Extract:
Tories knocked back over plans to have Queen's portrait in every school and children taught national anthem
A Tory proposal calling on schools to display a portrait of the queen and teach pupils the national anthem has been criticised for ‘dismissing’ teachers who have worked through the pandemic.
In a motion entitled ‘for Queen and country’ the Conservative group called for the borough’s schools to fly the Union Jack ‘all year round’, reject ‘cancel culture’ and ‘cherish’ freedom of speech.
It was tabled by Royton North councillor Dave Arnott and seconded by Saddleworth North councillor Pam Byrne.
However Labour were critical of the motion and accused the Tory group of putting ‘politics before children’.
Speaking at full council, Coun Arnott, who told members he himself was a former soldier, added that ‘saying that you’re proud to be British should not be a source of shame’.
“We believe that there is nothing wrong with patriotism or flying our national flag. It is one of the many things that binds our society together,” he said.
“We believe in the union of the United Kingdom of Great Britain and Northern Ireland and we believe in defending our union, our democracy and our shared history in the four nations that make up the United Kingdom.
“We should be proud of the outstanding role it has played across the world in education, art, culture, science, engineering and in exporting democracy and the rule of law.
“We do not celebrate our culture and history enough, nor show sufficient pride in our country.
“We oppose the attempt by some to try to rewrite, remove or cancel our history without public consultation or context.
“Democracy and freedom of speech are paramount to our national history and cancelling our history is simply un-British.
“We must have a common purpose. By teaching children to sing the national anthem, proudly displaying our national flag on schools and public buildings as well as a portrait of her majesty the queen in a prominent place in our schools and buildings we create a sense of identity and belonging in our country.
“This is not unusual or uncommon around the world. This is an opportunity for everyone to come together and reassert our pride in our country.”
Coun Byrne told the chamber that she ‘absolutely believes’ in the motion.
“We in Oldham have led in industry, music, aviation, engineering, and let’s go to the forefront again and be leaders,” she added.
“Sadly many people and especially children think that the flag is for sporting occasions, the national anthem is for sporting occasions.”
She said the proposal to display the portrait of the queen in schools would coincide with the queen’s jubilee next year, adding ‘70 years on the throne – who can top that’.

Required work:
A - List the fields in which, according to Coun Byrne in the article about the Conservative school motion, Oldham has led.
B - In the article about the Conservative school motion, who seconded the motion?
C - Carry on the article about the Conservative school motion from the point where it ends.

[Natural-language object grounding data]

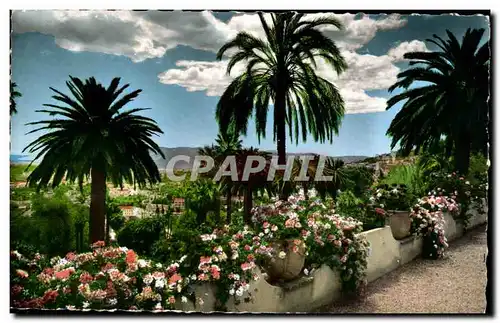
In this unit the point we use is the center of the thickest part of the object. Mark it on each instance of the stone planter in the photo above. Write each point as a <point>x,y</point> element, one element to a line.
<point>400,224</point>
<point>289,267</point>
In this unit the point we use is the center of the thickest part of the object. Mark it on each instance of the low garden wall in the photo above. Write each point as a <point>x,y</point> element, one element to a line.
<point>323,286</point>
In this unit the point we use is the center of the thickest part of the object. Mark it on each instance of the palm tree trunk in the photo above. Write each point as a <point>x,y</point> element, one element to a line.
<point>248,204</point>
<point>279,120</point>
<point>462,154</point>
<point>305,187</point>
<point>97,205</point>
<point>228,204</point>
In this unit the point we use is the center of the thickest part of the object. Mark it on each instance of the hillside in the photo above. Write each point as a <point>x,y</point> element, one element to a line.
<point>193,151</point>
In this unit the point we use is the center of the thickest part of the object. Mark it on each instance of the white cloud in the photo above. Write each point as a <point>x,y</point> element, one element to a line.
<point>138,35</point>
<point>397,53</point>
<point>149,34</point>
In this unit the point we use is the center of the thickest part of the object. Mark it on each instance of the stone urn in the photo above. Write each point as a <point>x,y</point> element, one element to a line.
<point>400,223</point>
<point>287,266</point>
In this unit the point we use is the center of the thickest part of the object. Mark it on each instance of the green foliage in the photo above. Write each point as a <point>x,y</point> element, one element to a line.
<point>453,102</point>
<point>19,173</point>
<point>131,200</point>
<point>201,197</point>
<point>22,193</point>
<point>115,216</point>
<point>360,179</point>
<point>411,176</point>
<point>141,234</point>
<point>277,69</point>
<point>348,204</point>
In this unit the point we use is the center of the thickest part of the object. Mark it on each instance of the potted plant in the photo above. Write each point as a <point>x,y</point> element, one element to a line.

Answers to each task:
A - Industry, music, aviation, engineering

B - Saddleworth North councillor Pam Byrne seconded it.

C -
But Coun Shaid Mushtaq, cabinet member for education and skills responded: “Teachers, school leaders and support staff have at great risk to themselves ensured that our most vulnerable children and those of our key workers have been safe, well fed, looked after, and educated.
“This motion dismisses everything they’ve done, everything they do and everything they will continue to do.
“That the most important thing to the Conservative group for our schools and the challenges they face is this motion highlights the complete lack of understanding and acknowledgement of what they’ve been through and the ongoing challenges because let’s face it – this pandemic is still with us.
“This motion says to all those educating and caring for those children what you’ve done over the past 18 months isn’t a big deal, it’s your job so shut up and get on with it.
“This is why I will not be supporting the motion. My message to the Conservative councillors is simple – Oldham children before politics.”
Liberal Democrat Coun Dave Murphy recommended that the motion go before the overview and scrutiny panel for further discussion but this was rejected by a majority of councilors.
Fellow Lib Dem Coun Sam Al-Hamdani said: “The idea of pride in a nation is a positive thing. But as it stands this motion I don’t believe has full merit.
“There is lots of good in it but there are also things I don’t appreciate. It indicates that this is the way that we should celebrate our country. I believe it is the right of everybody to find their own way to celebrate this country, to celebrate what is good about it.
“Defining it in this way in this motion I think that stands to some extent against freedom of speech.”
A recorded vote was taken, where Labour voted against, Lib Dems abstained and the Conservatives and members of the Failsworth Independent Party supported.
There were 35 votes against, 10 for and seven abstentions.